WHAT YOU WILL DO:
Both the line containing "Please mark the man's face, one" and the last line of the listing are included: write out exactly the lines from one to the other.

— Start of PROVIDED RECORDS —

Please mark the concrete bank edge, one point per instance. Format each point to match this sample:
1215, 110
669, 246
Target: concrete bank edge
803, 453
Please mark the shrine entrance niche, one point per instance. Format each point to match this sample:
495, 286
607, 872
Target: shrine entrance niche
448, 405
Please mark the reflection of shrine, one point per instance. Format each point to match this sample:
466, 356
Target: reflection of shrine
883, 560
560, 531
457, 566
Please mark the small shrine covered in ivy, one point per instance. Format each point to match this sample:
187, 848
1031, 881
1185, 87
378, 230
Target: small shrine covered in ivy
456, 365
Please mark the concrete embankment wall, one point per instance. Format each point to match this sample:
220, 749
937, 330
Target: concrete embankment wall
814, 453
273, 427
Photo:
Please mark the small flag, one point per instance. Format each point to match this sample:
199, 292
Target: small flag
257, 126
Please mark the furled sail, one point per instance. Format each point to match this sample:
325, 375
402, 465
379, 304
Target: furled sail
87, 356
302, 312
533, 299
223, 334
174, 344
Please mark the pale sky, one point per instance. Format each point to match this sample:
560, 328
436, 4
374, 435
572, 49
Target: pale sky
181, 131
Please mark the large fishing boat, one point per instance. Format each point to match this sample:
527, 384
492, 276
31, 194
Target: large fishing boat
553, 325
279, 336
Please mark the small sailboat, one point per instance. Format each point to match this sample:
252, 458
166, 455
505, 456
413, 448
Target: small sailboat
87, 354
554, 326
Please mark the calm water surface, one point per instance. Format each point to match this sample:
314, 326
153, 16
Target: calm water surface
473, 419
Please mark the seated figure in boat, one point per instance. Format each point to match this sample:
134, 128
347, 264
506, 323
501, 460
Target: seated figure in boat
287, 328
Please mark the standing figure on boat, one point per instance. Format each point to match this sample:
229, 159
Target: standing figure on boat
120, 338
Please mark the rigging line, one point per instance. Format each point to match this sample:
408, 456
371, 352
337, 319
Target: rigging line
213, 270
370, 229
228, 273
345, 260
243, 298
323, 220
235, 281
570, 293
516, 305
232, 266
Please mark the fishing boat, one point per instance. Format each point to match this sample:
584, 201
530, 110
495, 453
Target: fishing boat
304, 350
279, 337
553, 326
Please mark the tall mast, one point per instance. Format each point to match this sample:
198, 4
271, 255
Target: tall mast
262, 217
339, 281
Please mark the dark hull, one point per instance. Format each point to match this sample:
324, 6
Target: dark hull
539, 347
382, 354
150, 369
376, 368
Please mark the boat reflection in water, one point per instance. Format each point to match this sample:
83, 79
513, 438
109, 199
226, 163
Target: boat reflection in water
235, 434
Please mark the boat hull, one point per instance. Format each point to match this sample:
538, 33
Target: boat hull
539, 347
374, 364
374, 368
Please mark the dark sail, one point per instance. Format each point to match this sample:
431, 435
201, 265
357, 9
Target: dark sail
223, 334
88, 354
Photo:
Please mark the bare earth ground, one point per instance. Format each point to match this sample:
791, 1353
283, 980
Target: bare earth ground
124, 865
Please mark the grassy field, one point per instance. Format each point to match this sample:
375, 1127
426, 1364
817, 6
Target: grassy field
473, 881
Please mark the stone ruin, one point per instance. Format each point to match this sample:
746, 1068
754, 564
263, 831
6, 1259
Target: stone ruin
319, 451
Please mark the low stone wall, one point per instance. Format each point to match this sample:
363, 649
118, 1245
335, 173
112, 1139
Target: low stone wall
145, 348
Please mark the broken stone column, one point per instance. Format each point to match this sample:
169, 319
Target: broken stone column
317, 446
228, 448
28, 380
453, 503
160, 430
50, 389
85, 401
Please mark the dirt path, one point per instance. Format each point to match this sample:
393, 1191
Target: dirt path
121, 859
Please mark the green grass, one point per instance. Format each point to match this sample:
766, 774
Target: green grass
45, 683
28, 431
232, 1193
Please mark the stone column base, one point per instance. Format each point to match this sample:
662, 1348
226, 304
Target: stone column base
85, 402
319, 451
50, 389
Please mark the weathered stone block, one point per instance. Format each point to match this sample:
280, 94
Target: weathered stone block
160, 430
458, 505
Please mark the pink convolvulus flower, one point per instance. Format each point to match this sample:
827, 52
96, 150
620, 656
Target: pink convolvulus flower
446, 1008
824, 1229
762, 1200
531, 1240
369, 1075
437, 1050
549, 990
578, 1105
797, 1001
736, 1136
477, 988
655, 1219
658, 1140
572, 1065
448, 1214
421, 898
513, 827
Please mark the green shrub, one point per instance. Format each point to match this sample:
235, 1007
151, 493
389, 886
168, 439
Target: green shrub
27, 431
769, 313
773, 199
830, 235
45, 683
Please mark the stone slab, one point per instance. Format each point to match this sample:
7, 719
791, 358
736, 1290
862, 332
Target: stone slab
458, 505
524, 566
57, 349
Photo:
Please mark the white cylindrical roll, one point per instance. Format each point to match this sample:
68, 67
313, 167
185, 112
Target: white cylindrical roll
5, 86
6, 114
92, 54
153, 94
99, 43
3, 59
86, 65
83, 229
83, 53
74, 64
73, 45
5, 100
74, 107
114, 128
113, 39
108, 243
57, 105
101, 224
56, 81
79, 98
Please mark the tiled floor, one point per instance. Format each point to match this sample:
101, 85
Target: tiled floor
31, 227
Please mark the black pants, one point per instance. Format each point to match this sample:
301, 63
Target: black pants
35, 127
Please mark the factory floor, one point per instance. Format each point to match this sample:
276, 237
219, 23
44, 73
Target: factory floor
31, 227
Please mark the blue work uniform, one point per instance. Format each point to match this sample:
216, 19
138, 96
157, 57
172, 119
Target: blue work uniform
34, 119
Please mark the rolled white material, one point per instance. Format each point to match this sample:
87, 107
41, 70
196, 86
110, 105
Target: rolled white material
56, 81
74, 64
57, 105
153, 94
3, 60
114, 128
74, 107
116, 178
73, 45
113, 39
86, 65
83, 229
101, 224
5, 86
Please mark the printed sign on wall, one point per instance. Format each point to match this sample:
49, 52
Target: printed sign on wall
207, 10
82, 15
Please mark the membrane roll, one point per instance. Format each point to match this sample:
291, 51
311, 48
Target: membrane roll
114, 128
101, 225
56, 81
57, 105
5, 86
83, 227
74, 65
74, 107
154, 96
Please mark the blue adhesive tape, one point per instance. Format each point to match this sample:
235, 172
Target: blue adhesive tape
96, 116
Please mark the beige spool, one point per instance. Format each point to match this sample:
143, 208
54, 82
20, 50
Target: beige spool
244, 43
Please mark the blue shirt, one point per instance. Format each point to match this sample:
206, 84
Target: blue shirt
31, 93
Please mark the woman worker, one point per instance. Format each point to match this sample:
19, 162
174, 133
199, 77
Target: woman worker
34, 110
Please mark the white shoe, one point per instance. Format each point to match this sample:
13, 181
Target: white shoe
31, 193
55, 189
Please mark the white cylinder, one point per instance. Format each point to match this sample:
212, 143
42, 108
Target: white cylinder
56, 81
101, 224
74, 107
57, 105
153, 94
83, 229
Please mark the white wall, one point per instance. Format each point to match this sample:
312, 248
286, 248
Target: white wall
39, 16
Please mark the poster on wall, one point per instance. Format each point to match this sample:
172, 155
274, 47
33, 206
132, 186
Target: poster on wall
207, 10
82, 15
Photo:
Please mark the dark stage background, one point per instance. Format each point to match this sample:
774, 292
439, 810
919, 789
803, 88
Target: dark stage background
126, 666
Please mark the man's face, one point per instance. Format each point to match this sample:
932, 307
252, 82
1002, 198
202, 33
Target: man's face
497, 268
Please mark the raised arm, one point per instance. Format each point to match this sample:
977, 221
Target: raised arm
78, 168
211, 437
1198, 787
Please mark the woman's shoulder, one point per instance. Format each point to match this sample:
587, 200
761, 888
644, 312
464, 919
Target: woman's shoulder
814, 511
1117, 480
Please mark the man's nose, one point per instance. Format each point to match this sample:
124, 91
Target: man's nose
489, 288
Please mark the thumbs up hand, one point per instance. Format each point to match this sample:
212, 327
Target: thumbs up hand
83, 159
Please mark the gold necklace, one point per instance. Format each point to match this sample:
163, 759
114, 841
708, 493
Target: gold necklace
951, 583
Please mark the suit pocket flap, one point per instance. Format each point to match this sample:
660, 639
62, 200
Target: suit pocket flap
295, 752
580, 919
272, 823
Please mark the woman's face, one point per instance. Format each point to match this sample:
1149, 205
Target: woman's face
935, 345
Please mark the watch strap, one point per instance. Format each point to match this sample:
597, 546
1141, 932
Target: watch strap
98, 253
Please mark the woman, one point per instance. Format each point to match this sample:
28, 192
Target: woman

— End of PROVIDED RECORDS —

SOLUTION:
Please mark the man's face, one point per instance. Format each point to match this sample:
932, 307
252, 82
1002, 198
202, 33
Target: man's face
497, 268
Please mark the raised arm, one point per instance. Format each point to match this sample:
977, 221
Target: raised arm
78, 168
211, 437
1198, 787
Please mark the woman's shoulder, one point per instance. Format each point to match this sample:
587, 200
761, 888
644, 312
464, 919
Target: woman's shoulder
814, 511
1117, 480
Please mark the man's nose, one point per instance. Format each point to match this sample:
124, 91
Target: man's nose
489, 288
Please mark the thumbs up hand, one point per instance. Format each point to match this sample:
212, 327
Target: thumbs up hand
83, 159
Please mark the gold necklace, one point per instance. Format each point to match this sample:
163, 759
114, 841
708, 493
Target: gold necklace
951, 583
Please mark the suit pocket flap, one point per instance. Format each point to match this sample:
660, 639
62, 200
Target: suit pocket flap
295, 752
580, 919
272, 823
Please mark the woman's face, one point per instance. Format each point to match this sample:
1149, 205
Target: woman's face
935, 345
Please mark the watch strap, one point per instance. Format each point to match this sample:
597, 546
1141, 932
Target: watch strap
98, 253
Please mark the woman, one point per instance. Format each point to match this sample:
28, 192
Target: woman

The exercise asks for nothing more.